-- Begin Extracted data --

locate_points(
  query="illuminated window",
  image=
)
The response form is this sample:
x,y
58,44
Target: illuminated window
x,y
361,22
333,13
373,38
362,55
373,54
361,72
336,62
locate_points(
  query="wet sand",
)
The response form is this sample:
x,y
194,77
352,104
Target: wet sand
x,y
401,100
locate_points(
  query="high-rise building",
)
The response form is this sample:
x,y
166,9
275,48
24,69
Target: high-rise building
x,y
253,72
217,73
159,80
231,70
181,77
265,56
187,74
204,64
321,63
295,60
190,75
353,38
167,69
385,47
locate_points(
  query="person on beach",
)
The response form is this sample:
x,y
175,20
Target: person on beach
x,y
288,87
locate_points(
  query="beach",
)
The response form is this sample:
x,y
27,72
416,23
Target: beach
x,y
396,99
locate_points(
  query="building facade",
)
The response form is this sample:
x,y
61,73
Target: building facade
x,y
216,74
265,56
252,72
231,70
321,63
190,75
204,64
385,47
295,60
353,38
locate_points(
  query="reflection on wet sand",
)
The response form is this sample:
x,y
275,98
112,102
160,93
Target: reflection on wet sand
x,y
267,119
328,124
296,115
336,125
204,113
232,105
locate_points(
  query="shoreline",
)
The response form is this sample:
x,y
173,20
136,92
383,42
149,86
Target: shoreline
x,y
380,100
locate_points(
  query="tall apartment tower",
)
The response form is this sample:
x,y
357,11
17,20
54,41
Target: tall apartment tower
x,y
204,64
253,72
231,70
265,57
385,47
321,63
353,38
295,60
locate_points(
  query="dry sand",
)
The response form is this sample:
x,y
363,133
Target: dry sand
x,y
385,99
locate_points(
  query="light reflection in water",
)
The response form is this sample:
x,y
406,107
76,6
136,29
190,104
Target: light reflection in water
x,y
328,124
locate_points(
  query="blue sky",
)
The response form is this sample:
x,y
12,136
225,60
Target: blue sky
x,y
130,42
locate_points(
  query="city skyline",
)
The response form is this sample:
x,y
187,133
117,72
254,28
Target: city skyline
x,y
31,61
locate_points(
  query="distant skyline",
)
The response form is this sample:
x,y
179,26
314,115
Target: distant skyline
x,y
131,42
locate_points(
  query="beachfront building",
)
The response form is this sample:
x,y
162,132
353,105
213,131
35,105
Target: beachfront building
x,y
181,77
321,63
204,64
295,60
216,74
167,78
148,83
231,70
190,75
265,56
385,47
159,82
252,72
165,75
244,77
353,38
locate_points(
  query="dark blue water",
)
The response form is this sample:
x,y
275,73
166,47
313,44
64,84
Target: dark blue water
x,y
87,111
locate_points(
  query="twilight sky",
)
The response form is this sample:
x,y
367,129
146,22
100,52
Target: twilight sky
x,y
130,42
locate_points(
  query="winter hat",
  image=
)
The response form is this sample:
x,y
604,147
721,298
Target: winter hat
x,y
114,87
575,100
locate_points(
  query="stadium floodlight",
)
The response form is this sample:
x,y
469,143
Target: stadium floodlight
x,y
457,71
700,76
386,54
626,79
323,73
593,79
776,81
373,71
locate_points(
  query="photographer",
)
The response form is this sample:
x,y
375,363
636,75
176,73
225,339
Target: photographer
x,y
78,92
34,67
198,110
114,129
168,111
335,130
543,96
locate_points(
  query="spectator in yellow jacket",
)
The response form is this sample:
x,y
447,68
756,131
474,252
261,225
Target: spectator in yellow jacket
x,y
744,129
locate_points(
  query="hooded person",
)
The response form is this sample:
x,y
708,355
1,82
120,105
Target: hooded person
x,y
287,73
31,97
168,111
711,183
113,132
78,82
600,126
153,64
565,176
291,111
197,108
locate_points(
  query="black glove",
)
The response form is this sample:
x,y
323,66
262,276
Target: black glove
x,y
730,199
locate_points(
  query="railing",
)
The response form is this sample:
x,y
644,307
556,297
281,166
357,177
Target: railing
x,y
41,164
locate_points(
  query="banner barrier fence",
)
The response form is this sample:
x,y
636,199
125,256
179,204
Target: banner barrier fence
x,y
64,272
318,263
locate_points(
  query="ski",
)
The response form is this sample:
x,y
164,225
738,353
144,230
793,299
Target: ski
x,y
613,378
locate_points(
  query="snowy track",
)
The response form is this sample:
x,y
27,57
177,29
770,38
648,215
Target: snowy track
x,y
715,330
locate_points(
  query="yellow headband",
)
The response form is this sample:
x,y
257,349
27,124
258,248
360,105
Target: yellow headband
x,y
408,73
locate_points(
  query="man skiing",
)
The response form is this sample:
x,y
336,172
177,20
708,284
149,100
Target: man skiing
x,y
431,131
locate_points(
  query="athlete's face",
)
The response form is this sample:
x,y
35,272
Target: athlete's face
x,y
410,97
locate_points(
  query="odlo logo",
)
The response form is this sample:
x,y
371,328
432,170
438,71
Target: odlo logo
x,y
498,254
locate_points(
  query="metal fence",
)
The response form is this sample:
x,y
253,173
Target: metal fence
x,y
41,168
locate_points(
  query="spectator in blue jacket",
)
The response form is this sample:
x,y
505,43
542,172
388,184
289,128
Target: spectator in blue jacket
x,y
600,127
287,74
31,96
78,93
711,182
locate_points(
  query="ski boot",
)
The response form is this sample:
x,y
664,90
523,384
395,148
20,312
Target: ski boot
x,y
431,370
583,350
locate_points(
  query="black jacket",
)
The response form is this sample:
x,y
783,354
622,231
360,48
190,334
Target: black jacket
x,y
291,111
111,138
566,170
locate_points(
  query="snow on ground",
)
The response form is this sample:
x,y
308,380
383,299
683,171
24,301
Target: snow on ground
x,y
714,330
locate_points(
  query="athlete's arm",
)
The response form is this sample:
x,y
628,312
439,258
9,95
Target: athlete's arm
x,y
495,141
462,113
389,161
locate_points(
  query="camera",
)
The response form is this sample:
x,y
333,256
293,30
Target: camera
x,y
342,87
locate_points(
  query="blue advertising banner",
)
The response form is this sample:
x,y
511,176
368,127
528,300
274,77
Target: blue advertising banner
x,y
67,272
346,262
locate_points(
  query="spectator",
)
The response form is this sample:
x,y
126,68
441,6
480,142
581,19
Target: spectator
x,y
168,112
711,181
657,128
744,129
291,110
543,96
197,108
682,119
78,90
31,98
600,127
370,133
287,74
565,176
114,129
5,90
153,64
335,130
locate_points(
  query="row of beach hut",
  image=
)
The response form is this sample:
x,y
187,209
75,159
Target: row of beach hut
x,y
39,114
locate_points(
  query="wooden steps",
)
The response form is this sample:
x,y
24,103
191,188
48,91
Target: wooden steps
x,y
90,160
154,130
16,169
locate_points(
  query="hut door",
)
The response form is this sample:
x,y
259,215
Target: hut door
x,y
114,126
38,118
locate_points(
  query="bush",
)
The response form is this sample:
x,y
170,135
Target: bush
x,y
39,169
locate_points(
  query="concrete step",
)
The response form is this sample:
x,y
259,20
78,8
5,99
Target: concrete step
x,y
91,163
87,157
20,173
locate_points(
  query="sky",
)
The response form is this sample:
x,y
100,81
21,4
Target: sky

-- End Extracted data --

**Exercise brief:**
Take the lines above and retype all of them exactly.

**Answer to the task:**
locate_points(
  query="illuminated window",
  image=
)
The response form is this sample:
x,y
58,44
Target: illuminated window
x,y
361,22
333,13
373,38
362,55
373,54
361,72
336,62
locate_points(
  query="wet sand",
)
The response form is this sample:
x,y
194,77
352,104
Target: wet sand
x,y
401,100
locate_points(
  query="high-rise building",
)
The response form is this sample:
x,y
166,9
275,48
24,69
Target: high-rise building
x,y
253,72
217,73
159,80
231,70
181,77
265,56
187,74
204,64
321,63
295,60
190,75
353,38
167,69
385,47
locate_points(
  query="person on beach",
)
The response form is this sample:
x,y
175,20
Target: person on beach
x,y
288,87
locate_points(
  query="beach",
)
The response form is this sample:
x,y
27,72
416,23
Target: beach
x,y
396,99
locate_points(
  query="building facade",
)
The response form is this sample:
x,y
61,73
Target: building facade
x,y
216,74
265,56
252,72
231,70
321,63
190,75
204,64
385,47
295,60
353,38
locate_points(
  query="reflection on wet sand",
)
The response form is this sample:
x,y
275,98
112,102
160,93
Target: reflection on wet sand
x,y
267,119
328,124
296,115
336,125
204,113
232,105
locate_points(
  query="shoreline",
)
The response form is this sample:
x,y
173,20
136,92
383,42
149,86
Target: shoreline
x,y
380,100
locate_points(
  query="tall apartment tower",
)
The response form is this sample:
x,y
357,11
17,20
54,41
Target: tall apartment tower
x,y
204,64
253,72
231,70
265,57
385,47
321,63
353,38
295,60
locate_points(
  query="dry sand",
)
The response form is this sample:
x,y
363,133
Target: dry sand
x,y
385,99
locate_points(
  query="light reflection in water",
)
The response form is this sample:
x,y
406,107
76,6
136,29
190,104
Target: light reflection in water
x,y
328,124
locate_points(
  query="blue sky",
)
The response form is this sample:
x,y
12,136
225,60
Target: blue sky
x,y
130,42
locate_points(
  query="city skyline",
)
The response form is this sample:
x,y
187,133
117,72
254,28
Target: city skyline
x,y
31,61
locate_points(
  query="distant skyline",
)
The response form is this sample:
x,y
179,26
314,115
Target: distant skyline
x,y
131,42
locate_points(
  query="beachfront building",
)
The response form is this sample:
x,y
162,132
353,105
213,131
35,105
Target: beachfront building
x,y
181,77
321,63
204,64
295,60
216,74
167,78
148,83
231,70
190,75
265,56
385,47
159,82
252,72
165,75
244,77
353,38
locate_points(
  query="dark blue water",
)
The response form is this sample:
x,y
275,73
166,47
313,44
64,84
Target: dark blue water
x,y
87,111
locate_points(
  query="twilight sky",
)
The response form is this sample:
x,y
367,129
146,22
100,52
Target: twilight sky
x,y
130,42
locate_points(
  query="winter hat",
  image=
)
The response form is this sample:
x,y
604,147
721,298
Target: winter hat
x,y
114,87
575,100
locate_points(
  query="stadium floodlight",
)
The response form is this sample:
x,y
469,143
Target: stadium floodlight
x,y
457,71
700,76
386,54
626,79
323,73
593,79
776,81
373,71
locate_points(
  query="photographer",
)
The response form is this sample:
x,y
375,363
636,75
176,73
225,339
Target: photographer
x,y
78,92
34,67
198,110
114,129
168,111
335,130
543,96
locate_points(
  query="spectator in yellow jacket",
)
The response form is this sample:
x,y
447,68
756,131
474,252
261,225
Target: spectator in yellow jacket
x,y
744,129
locate_points(
  query="hooded person",
)
The response form is this sample:
x,y
708,355
1,82
120,105
Target: hooded person
x,y
287,73
31,97
168,111
711,183
113,132
78,82
600,126
153,64
565,176
291,111
197,108
locate_points(
  query="black glove",
)
The response form is this sample:
x,y
323,66
262,276
Target: black glove
x,y
730,199
locate_points(
  query="railing",
)
The response form is this sample:
x,y
644,307
556,297
281,166
357,177
Target: railing
x,y
41,164
locate_points(
  query="banner barrier fence",
)
The response form is this sample:
x,y
636,199
125,256
179,204
Target: banner barrier fence
x,y
64,272
318,263
locate_points(
  query="ski",
)
The response form is this sample:
x,y
164,225
738,353
144,230
793,299
Target: ski
x,y
613,378
locate_points(
  query="snowy track",
)
The response form is this sample:
x,y
27,57
177,29
770,38
648,215
Target: snowy track
x,y
715,330
locate_points(
  query="yellow headband",
)
The response form is this sample:
x,y
257,349
27,124
258,248
360,105
Target: yellow headband
x,y
408,73
locate_points(
  query="man skiing",
)
The response form is this sample:
x,y
336,172
177,20
708,284
149,100
Target: man skiing
x,y
431,131
locate_points(
  query="athlete's face",
)
The response form is this sample:
x,y
35,272
Target: athlete's face
x,y
410,97
locate_points(
  query="odlo logo",
)
The response form is this sample:
x,y
371,328
432,170
438,71
Target: odlo logo
x,y
498,254
locate_points(
  query="metal fence",
)
The response form is this sample:
x,y
253,173
Target: metal fence
x,y
41,168
locate_points(
  query="spectator in blue jacket",
)
The response form is this sample:
x,y
505,43
542,172
388,184
289,128
Target: spectator in blue jacket
x,y
600,127
287,74
31,96
78,93
711,182
locate_points(
  query="ski boot",
)
The response form is this sample:
x,y
664,90
523,384
395,148
20,312
Target: ski boot
x,y
431,370
583,350
locate_points(
  query="black jacket",
)
The response form is this sample:
x,y
783,354
622,231
360,48
190,334
Target: black jacket
x,y
291,111
111,138
566,170
locate_points(
  query="snow on ground",
)
The response form is this sample:
x,y
308,380
383,299
683,171
24,301
Target: snow on ground
x,y
714,330
locate_points(
  query="athlete's arm",
)
The response form is this sample:
x,y
628,312
439,258
9,95
Target: athlete's arm
x,y
495,141
462,113
389,161
locate_points(
  query="camera",
)
The response form is this sample:
x,y
333,256
293,30
Target: camera
x,y
342,87
locate_points(
  query="blue advertising banner",
)
The response form is this sample:
x,y
511,176
368,127
528,300
274,77
Target: blue advertising banner
x,y
67,272
346,262
locate_points(
  query="spectator",
)
The response form is this sample:
x,y
126,68
441,6
480,142
581,19
Target: spectator
x,y
168,112
711,181
657,128
744,129
291,110
543,96
197,108
682,119
78,90
31,98
600,127
370,133
287,74
565,176
114,129
5,90
153,64
335,130
locate_points(
  query="row of beach hut",
  image=
)
The response form is this sample:
x,y
187,209
75,159
Target: row of beach hut
x,y
39,114
locate_points(
  query="wooden steps",
)
The response form is this sample:
x,y
24,103
191,188
48,91
Target: wooden steps
x,y
90,160
154,130
16,169
locate_points(
  query="hut door",
)
The response form is this sample:
x,y
259,215
Target: hut door
x,y
114,126
38,118
locate_points(
  query="bush",
)
The response form is this sample:
x,y
170,135
Target: bush
x,y
39,169
locate_points(
  query="concrete step",
)
The response form is this sample:
x,y
259,20
78,8
5,99
Target: concrete step
x,y
91,163
87,157
20,173
locate_points(
  query="sky",
)
The response form is this sample:
x,y
100,81
21,4
Target: sky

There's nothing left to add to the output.